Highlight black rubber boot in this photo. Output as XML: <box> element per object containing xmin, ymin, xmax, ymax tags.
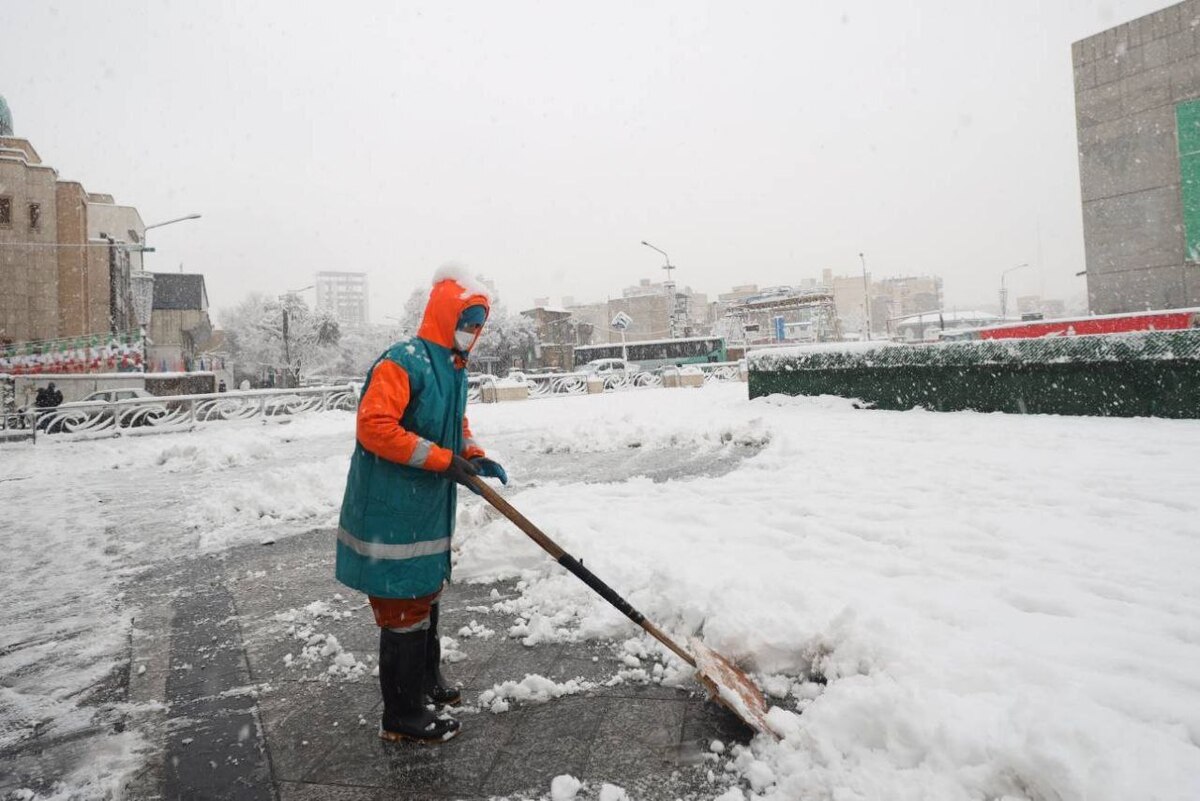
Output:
<box><xmin>425</xmin><ymin>603</ymin><xmax>462</xmax><ymax>706</ymax></box>
<box><xmin>379</xmin><ymin>628</ymin><xmax>458</xmax><ymax>743</ymax></box>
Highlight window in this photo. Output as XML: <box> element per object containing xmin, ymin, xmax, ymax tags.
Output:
<box><xmin>1175</xmin><ymin>101</ymin><xmax>1200</xmax><ymax>261</ymax></box>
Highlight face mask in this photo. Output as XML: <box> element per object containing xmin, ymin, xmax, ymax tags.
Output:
<box><xmin>454</xmin><ymin>331</ymin><xmax>475</xmax><ymax>353</ymax></box>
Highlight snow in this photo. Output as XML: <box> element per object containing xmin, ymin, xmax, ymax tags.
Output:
<box><xmin>433</xmin><ymin>261</ymin><xmax>492</xmax><ymax>305</ymax></box>
<box><xmin>456</xmin><ymin>385</ymin><xmax>1200</xmax><ymax>800</ymax></box>
<box><xmin>550</xmin><ymin>773</ymin><xmax>583</xmax><ymax>801</ymax></box>
<box><xmin>0</xmin><ymin>383</ymin><xmax>1200</xmax><ymax>801</ymax></box>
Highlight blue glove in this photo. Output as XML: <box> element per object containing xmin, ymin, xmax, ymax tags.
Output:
<box><xmin>470</xmin><ymin>456</ymin><xmax>509</xmax><ymax>486</ymax></box>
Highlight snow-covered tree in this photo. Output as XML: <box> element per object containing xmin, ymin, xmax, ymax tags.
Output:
<box><xmin>221</xmin><ymin>294</ymin><xmax>342</xmax><ymax>384</ymax></box>
<box><xmin>472</xmin><ymin>306</ymin><xmax>538</xmax><ymax>375</ymax></box>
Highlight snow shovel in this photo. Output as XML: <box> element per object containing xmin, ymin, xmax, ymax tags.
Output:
<box><xmin>467</xmin><ymin>476</ymin><xmax>778</xmax><ymax>736</ymax></box>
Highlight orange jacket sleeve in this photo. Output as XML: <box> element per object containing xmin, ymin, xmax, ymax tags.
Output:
<box><xmin>356</xmin><ymin>360</ymin><xmax>454</xmax><ymax>472</ymax></box>
<box><xmin>460</xmin><ymin>416</ymin><xmax>486</xmax><ymax>459</ymax></box>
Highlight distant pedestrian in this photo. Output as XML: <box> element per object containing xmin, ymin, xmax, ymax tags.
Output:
<box><xmin>337</xmin><ymin>271</ymin><xmax>508</xmax><ymax>742</ymax></box>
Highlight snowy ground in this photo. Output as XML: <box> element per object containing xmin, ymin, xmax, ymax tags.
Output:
<box><xmin>0</xmin><ymin>385</ymin><xmax>1200</xmax><ymax>801</ymax></box>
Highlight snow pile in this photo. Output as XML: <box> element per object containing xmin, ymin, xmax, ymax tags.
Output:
<box><xmin>479</xmin><ymin>673</ymin><xmax>595</xmax><ymax>715</ymax></box>
<box><xmin>455</xmin><ymin>386</ymin><xmax>1200</xmax><ymax>801</ymax></box>
<box><xmin>275</xmin><ymin>601</ymin><xmax>371</xmax><ymax>681</ymax></box>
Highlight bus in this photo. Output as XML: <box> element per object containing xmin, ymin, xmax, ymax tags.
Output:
<box><xmin>575</xmin><ymin>337</ymin><xmax>727</xmax><ymax>371</ymax></box>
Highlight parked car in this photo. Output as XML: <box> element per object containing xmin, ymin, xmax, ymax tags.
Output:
<box><xmin>47</xmin><ymin>389</ymin><xmax>167</xmax><ymax>430</ymax></box>
<box><xmin>583</xmin><ymin>359</ymin><xmax>642</xmax><ymax>375</ymax></box>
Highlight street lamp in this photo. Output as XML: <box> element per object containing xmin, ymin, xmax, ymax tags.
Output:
<box><xmin>1000</xmin><ymin>264</ymin><xmax>1030</xmax><ymax>319</ymax></box>
<box><xmin>142</xmin><ymin>215</ymin><xmax>200</xmax><ymax>270</ymax></box>
<box><xmin>642</xmin><ymin>240</ymin><xmax>679</xmax><ymax>339</ymax></box>
<box><xmin>280</xmin><ymin>284</ymin><xmax>316</xmax><ymax>386</ymax></box>
<box><xmin>858</xmin><ymin>253</ymin><xmax>871</xmax><ymax>342</ymax></box>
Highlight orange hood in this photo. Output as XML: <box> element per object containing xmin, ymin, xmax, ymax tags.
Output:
<box><xmin>416</xmin><ymin>278</ymin><xmax>492</xmax><ymax>350</ymax></box>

GIVEN INSTRUCTION - Count the lines in the listing above that contain the word "orange", and reply with only the number.

PROBLEM SOLUTION - 2